> _TEXTE DU DOCUMENT_:

_____

HUMANITÉS ET SCIENCES HUMAINES
POINT DE VUE

François RASTIER
C.N.R.S.

(Texte diffusé sur la liste LaLif, Vol. 1, n°1, Décembre 2000)


Dans une récente conférence à l'Université de tous les savoirs, intitulée Les humanités ou la critique de la spécialisation, Marc Fumaroli affirmait, à propos du marxisme, défini comme " la première des sciences humaines " : " Le démenti infligé au marxisme a ébranlé directement la crédibilité de toutes les autres "sciences humaines" apparues dans son sillage ou refondues à son exemple [...] Ni le structuralisme, fondé sur une linguistique qui a révélé assez vite ses limites, ni l'histoire des mentalités impersonnelles, aujourd'hui désarçonnée et divisée contre elle-même, ni l'anthropologie, elle aussi émiettée en spécialités qui n'osent plus se livrer à de vastes généralisations, pour ne rien dire de la sociologie, n'ont été épargnées par le soupçon qui ronge le concept même de "science", appliqué à l'étrangeté radicale du sujet humain concret." (Le Monde, 21.11.2000, p. 16).

Il reste donc un grand et bel esprit pour croire que les sciences humaines sont politiquement suspectes. Cette certitude fut hélas naguère si bien partagée par tous les régimes totalitaires, dont ceux qui se recommandaient du socialisme réel, qu'ils se sont empressés de les interdire ou de les réduire, au prétexte qu'elles auraient été des sciences bourgeoises - ou bolchevisées.

Et cependant, elles seraient à l'origine des massacres qui ont ensanglanté ce siècle. Si l'on ne peut que stigmatiser les "carnages et les désastres", notre érudit Professeur est-il bien fondé à les mettre au compte d'un "pédantisme mégalomane" ? Les pédants, vous dis-je, sont la cause de tous les maux de l'humanité - et des humanités. Pourquoi ne pas prendre de libertés avec l'histoire, ce n'est après tout qu'une science humaine...

_____

> _EXTRAIT DES DONNÉES_:
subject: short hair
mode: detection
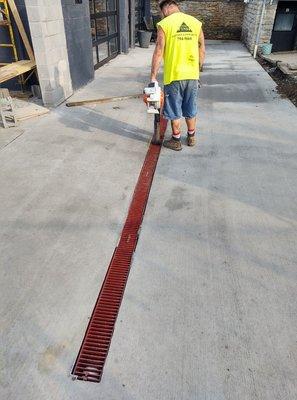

_____

> _CONSIGNE_: Reproduisez en entier le texte sur les humanités et les sciences humaines, sans y changer un seul mot. La liste constitue un matériau à part, sans lien avec le texte.

> _RÉPONSE ATTENDUE_:
HUMANITÉS ET SCIENCES HUMAINES
POINT DE VUE

François RASTIER
C.N.R.S.

(Texte diffusé sur la liste LaLif, Vol. 1, n°1, Décembre 2000)


Dans une récente conférence à l'Université de tous les savoirs, intitulée Les humanités ou la critique de la spécialisation, Marc Fumaroli affirmait, à propos du marxisme, défini comme " la première des sciences humaines " : " Le démenti infligé au marxisme a ébranlé directement la crédibilité de toutes les autres "sciences humaines" apparues dans son sillage ou refondues à son exemple [...] Ni le structuralisme, fondé sur une linguistique qui a révélé assez vite ses limites, ni l'histoire des mentalités impersonnelles, aujourd'hui désarçonnée et divisée contre elle-même, ni l'anthropologie, elle aussi émiettée en spécialités qui n'osent plus se livrer à de vastes généralisations, pour ne rien dire de la sociologie, n'ont été épargnées par le soupçon qui ronge le concept même de "science", appliqué à l'étrangeté radicale du sujet humain concret." (Le Monde, 21.11.2000, p. 16).

Il reste donc un grand et bel esprit pour croire que les sciences humaines sont politiquement suspectes. Cette certitude fut hélas naguère si bien partagée par tous les régimes totalitaires, dont ceux qui se recommandaient du socialisme réel, qu'ils se sont empressés de les interdire ou de les réduire, au prétexte qu'elles auraient été des sciences bourgeoises - ou bolchevisées.

Et cependant, elles seraient à l'origine des massacres qui ont ensanglanté ce siècle. Si l'on ne peut que stigmatiser les "carnages et les désastres", notre érudit Professeur est-il bien fondé à les mettre au compte d'un "pédantisme mégalomane" ? Les pédants, vous dis-je, sont la cause de tous les maux de l'humanité - et des humanités. Pourquoi ne pas prendre de libertés avec l'histoire, ce n'est après tout qu'une science humaine...